▶ YOUR INSTRUCTIONS: From the line with "Output the exact" through the line with "box: [14, 270, 165, 487]", repeat the entries verbatim, both end lines included, and add nothing.

(Saved entries)

========================================================================

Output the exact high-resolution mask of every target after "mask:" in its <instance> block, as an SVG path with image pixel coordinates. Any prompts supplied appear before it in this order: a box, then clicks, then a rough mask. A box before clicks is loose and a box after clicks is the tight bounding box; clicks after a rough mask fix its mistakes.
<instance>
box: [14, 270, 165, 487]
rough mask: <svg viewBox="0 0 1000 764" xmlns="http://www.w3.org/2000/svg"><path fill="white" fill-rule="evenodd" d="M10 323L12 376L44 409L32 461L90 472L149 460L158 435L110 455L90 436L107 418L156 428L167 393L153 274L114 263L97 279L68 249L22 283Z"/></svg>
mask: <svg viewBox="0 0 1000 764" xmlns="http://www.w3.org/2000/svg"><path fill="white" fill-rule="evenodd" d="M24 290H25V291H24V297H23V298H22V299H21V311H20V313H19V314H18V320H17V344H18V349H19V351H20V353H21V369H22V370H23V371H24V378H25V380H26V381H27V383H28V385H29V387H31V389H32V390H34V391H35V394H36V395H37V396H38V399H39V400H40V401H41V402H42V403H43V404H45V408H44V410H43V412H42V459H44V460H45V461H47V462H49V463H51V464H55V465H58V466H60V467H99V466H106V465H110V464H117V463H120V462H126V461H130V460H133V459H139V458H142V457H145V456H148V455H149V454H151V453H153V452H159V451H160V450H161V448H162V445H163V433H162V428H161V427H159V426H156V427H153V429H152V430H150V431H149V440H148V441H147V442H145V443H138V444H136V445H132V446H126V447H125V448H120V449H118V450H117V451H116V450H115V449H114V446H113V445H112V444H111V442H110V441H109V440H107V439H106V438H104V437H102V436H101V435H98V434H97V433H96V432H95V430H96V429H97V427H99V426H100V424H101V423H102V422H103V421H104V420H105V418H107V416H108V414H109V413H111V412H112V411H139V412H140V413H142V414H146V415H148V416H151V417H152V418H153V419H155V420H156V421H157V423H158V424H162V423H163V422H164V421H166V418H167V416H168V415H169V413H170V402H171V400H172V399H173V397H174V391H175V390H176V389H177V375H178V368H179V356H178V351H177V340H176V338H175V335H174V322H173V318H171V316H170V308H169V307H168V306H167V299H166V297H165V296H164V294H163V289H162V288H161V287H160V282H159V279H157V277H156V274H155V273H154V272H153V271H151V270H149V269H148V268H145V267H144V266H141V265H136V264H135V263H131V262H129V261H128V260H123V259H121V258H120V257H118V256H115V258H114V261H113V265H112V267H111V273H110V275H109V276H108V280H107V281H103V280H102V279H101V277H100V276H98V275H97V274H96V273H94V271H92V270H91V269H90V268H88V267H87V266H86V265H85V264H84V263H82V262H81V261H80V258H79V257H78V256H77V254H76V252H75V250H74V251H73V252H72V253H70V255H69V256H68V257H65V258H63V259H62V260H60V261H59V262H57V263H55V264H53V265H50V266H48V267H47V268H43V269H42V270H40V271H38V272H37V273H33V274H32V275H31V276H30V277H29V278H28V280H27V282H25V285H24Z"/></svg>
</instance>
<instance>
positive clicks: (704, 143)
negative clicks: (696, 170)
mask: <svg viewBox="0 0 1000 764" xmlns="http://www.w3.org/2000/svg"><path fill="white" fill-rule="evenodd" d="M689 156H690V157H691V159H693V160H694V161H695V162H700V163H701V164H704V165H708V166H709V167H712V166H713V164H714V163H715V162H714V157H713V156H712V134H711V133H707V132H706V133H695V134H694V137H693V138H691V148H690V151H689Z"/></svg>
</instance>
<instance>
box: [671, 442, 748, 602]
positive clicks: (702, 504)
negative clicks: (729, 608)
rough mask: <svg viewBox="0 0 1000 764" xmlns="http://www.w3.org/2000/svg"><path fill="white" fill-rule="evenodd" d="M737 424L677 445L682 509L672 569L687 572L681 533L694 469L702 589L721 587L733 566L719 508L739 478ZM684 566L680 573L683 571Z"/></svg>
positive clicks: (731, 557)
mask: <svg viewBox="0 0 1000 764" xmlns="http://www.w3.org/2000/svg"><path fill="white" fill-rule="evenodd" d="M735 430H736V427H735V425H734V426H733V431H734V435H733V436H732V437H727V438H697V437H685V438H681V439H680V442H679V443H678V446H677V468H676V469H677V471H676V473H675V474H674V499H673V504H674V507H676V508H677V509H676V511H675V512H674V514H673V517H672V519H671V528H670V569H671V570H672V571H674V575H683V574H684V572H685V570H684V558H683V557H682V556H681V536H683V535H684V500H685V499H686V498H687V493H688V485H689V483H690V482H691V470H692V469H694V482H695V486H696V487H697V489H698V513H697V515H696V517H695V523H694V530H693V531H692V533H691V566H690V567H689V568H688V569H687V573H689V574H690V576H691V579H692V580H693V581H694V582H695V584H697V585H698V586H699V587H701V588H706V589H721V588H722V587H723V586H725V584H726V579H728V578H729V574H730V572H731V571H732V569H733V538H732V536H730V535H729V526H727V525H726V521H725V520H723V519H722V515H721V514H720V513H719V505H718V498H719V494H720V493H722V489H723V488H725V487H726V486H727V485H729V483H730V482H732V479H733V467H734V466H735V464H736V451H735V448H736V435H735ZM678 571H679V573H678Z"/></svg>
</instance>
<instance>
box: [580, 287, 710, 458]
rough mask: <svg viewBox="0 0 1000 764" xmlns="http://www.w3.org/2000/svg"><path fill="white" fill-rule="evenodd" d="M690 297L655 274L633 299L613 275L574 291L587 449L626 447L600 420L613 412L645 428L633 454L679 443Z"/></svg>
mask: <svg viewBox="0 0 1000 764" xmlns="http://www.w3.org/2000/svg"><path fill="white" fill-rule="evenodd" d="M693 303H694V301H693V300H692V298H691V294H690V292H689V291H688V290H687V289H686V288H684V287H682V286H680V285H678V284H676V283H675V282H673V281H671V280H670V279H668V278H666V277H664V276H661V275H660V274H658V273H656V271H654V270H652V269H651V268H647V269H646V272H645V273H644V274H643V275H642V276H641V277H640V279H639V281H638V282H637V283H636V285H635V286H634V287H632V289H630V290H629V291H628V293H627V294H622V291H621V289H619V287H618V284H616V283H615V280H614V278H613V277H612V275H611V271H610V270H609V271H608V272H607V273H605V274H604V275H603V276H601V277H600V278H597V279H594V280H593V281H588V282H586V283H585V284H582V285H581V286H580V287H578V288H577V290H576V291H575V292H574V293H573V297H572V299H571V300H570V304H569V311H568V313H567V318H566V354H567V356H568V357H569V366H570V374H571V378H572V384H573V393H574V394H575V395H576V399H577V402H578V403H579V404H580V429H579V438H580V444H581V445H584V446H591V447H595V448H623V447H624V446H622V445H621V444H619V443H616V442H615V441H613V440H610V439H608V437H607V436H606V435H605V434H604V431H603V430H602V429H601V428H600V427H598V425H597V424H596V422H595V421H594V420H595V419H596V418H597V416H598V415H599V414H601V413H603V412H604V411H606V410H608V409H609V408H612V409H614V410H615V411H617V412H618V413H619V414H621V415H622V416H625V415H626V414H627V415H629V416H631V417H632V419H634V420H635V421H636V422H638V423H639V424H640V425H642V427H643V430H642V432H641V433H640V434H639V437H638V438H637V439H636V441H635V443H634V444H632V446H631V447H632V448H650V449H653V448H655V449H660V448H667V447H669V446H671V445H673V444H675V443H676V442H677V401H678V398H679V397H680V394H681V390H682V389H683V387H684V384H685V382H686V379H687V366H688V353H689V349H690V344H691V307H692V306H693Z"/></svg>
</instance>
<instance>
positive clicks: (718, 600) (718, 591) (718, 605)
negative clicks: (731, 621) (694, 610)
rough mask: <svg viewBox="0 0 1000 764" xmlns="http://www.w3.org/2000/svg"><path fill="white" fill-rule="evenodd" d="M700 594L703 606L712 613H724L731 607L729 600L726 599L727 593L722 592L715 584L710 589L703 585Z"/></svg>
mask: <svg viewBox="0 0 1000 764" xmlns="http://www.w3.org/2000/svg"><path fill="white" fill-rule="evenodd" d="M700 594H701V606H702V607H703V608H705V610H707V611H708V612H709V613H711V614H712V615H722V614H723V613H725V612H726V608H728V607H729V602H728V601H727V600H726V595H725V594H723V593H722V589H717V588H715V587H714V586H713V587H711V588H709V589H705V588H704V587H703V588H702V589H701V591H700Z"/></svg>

========================================================================

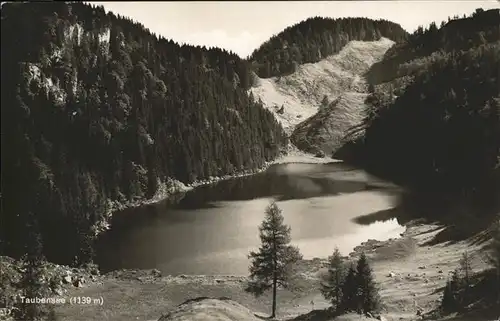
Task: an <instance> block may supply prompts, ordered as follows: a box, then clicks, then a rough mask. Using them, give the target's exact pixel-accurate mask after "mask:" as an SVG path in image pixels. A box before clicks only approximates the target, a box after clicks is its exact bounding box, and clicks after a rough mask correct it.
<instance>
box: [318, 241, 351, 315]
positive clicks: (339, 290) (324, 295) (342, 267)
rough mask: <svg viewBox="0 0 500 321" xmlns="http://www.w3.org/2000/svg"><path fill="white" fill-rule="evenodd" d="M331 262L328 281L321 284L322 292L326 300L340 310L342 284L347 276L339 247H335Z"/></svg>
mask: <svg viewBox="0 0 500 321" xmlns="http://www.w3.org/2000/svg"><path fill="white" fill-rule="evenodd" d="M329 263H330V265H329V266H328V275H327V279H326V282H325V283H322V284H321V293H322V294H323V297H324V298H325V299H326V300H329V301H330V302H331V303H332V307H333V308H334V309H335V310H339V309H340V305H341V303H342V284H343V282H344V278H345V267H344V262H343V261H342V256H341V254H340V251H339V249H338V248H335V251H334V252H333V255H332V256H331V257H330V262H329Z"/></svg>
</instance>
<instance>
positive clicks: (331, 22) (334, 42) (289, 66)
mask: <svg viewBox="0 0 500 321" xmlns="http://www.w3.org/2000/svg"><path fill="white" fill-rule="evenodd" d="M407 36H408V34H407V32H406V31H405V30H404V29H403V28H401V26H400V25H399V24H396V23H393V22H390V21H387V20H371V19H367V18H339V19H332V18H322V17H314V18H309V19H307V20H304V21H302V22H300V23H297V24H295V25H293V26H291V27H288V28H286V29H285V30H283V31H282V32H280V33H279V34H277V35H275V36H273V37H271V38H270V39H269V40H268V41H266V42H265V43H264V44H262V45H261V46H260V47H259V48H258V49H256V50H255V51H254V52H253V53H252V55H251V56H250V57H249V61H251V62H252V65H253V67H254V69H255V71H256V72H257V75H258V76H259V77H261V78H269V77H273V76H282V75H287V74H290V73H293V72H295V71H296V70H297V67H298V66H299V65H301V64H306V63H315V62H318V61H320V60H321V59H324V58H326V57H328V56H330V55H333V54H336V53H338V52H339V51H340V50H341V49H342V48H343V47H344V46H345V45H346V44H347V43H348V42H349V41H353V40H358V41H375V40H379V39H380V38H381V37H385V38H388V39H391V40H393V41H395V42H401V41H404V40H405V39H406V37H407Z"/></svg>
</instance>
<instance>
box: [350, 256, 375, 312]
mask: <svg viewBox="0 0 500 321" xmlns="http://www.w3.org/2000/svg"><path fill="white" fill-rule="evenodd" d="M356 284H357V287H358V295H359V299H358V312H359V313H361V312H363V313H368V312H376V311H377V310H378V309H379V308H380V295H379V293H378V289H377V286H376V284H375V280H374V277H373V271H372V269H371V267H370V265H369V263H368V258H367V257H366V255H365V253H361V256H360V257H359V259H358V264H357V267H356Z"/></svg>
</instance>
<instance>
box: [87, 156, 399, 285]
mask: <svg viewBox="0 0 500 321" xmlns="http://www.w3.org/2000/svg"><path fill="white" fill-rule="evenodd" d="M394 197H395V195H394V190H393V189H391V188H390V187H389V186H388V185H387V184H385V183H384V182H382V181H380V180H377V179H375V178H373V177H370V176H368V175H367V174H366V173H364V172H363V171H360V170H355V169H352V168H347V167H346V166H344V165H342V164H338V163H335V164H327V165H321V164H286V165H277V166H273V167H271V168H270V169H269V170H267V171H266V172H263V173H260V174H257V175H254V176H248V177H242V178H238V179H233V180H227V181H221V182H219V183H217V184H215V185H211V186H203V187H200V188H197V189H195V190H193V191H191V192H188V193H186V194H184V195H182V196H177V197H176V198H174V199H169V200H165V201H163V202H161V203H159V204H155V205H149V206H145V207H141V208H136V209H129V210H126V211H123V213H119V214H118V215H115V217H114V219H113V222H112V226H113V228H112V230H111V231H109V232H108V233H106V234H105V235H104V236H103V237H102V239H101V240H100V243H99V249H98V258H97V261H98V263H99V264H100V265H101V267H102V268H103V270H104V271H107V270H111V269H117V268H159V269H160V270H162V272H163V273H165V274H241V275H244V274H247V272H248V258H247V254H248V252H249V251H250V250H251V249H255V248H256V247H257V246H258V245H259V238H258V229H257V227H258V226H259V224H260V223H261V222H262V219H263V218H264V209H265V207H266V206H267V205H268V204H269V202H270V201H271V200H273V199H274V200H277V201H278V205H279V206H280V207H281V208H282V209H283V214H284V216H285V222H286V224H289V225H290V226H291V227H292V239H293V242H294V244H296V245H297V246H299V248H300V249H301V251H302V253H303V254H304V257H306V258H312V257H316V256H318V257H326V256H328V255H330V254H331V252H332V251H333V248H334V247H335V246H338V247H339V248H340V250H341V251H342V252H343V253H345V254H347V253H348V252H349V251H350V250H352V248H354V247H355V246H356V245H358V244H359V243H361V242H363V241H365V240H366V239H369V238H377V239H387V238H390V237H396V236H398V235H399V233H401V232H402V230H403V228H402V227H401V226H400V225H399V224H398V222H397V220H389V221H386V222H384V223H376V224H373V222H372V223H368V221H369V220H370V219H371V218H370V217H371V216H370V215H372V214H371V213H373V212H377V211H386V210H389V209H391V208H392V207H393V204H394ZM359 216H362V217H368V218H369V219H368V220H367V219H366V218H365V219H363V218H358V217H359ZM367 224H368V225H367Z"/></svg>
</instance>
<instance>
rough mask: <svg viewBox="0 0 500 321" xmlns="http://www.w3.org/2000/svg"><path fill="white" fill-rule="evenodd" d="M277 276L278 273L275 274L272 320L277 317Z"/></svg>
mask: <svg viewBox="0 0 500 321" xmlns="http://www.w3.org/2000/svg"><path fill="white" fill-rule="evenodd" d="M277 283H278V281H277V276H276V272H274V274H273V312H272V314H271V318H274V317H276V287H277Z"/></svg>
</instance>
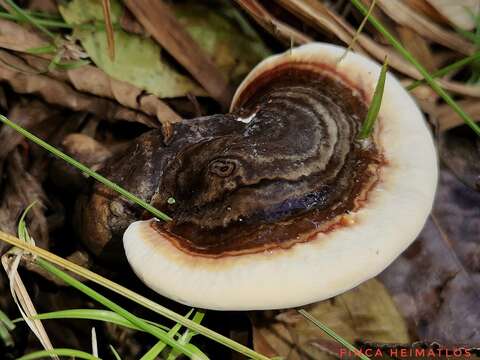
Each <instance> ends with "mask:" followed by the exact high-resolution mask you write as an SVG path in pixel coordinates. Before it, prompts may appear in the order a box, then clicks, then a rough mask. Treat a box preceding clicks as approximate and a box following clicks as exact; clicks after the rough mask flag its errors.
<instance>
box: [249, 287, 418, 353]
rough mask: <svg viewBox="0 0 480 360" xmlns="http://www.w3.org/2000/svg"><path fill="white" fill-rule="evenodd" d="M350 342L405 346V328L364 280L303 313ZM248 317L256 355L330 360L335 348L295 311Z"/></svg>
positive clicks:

========================================================================

▶ WRITTEN REPLY:
Output the exact high-resolution mask of every target after "mask:" in its <instance> block, as an SVG path with image pixel coordinates. Any prompts supplied appear before it in this order: a box, then clicks, then a rough mask. A box before clicks is loose and a box after clicks is the tight bounding box; clicks after a rough mask fix its mistakes.
<instance>
box: [14, 270, 165, 487]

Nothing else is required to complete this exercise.